## BEGIN Material

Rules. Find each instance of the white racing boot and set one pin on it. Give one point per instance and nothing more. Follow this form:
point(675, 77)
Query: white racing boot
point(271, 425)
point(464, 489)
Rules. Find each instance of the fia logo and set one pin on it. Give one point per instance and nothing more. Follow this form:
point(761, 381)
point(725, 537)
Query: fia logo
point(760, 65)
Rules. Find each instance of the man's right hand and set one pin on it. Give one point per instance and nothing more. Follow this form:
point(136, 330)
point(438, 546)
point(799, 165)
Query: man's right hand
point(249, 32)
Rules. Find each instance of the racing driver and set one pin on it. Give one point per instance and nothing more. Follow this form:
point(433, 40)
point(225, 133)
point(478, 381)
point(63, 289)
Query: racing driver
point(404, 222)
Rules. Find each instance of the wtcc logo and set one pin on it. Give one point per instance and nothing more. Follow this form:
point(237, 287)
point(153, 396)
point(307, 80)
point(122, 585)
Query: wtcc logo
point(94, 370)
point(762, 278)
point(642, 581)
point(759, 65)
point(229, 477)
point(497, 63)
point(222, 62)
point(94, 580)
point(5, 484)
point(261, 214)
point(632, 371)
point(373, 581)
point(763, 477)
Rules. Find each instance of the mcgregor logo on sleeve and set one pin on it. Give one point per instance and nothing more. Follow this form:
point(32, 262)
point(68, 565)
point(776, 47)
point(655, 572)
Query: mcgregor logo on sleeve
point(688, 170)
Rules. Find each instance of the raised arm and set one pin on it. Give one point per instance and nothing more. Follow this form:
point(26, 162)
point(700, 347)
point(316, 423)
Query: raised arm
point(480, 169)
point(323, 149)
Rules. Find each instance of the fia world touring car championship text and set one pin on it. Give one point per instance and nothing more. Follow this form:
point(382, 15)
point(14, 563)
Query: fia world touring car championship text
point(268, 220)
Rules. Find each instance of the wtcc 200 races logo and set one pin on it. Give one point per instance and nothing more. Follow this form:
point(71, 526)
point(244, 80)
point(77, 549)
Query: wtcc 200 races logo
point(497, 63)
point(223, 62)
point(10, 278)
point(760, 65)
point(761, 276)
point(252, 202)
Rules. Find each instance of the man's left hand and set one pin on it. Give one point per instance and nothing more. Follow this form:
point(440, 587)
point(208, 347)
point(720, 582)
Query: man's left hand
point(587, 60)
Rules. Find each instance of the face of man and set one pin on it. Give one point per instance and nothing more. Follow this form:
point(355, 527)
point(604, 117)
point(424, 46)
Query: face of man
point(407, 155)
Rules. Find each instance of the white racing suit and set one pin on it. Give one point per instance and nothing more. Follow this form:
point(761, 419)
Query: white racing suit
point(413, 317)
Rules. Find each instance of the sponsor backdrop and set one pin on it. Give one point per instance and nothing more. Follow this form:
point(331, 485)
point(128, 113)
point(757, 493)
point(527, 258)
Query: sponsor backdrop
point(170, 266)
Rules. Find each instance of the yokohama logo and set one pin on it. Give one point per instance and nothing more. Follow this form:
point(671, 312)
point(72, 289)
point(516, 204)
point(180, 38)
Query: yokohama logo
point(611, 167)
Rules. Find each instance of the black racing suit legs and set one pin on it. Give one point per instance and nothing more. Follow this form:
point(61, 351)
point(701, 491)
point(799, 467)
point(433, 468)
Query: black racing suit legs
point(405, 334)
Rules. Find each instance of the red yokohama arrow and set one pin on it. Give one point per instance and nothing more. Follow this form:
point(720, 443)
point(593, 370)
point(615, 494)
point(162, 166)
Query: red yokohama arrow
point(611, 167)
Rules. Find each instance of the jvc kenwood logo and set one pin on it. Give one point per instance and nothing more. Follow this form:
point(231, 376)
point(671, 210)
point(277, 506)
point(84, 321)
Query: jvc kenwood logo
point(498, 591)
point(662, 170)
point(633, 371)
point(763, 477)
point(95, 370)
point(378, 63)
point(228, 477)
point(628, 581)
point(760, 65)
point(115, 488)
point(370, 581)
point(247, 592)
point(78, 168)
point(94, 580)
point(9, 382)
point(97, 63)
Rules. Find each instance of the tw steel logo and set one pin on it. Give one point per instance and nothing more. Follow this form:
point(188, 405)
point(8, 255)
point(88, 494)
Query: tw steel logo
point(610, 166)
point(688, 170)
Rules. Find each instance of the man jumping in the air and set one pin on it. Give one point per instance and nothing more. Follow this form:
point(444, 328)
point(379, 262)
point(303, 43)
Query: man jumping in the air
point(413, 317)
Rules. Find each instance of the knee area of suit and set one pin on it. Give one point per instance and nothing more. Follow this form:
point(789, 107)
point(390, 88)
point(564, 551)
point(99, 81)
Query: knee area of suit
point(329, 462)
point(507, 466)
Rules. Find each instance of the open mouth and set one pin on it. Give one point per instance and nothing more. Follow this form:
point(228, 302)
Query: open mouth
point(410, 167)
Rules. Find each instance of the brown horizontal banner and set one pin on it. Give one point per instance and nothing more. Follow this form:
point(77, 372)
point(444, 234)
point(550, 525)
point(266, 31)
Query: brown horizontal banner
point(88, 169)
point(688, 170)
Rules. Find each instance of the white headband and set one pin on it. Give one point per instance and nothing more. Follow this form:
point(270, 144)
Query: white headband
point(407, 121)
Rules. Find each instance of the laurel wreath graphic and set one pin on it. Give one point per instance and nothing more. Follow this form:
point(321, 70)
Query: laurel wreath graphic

## END Material

Challenge: Print exactly the lines above, starting at the line that contains "Rules. Find each instance of the open" and ending with the last line of the records, both included.

Answer for the task:
Rules. Find each instance of the open mouth and set one pin on it. Give one point per instance and nothing more. Follow this form:
point(228, 302)
Query: open mouth
point(410, 167)
Rules. Find each instance of the brown horizontal banner and set one pin on it. Give one point per instance and nothing more. Follow this form:
point(77, 372)
point(444, 234)
point(550, 525)
point(266, 31)
Query: brown horizontal banner
point(88, 169)
point(688, 170)
Rules. Find each instance of the white headband and set one pin on it. Give one point per instance and nothing more. Follow this form:
point(270, 144)
Query: white headband
point(407, 121)
Rules. Find each instance of the laurel wreath graphic and set one pin on it. Give one point per instance and nothing more. Follow this form:
point(321, 70)
Query: laurel wreath graphic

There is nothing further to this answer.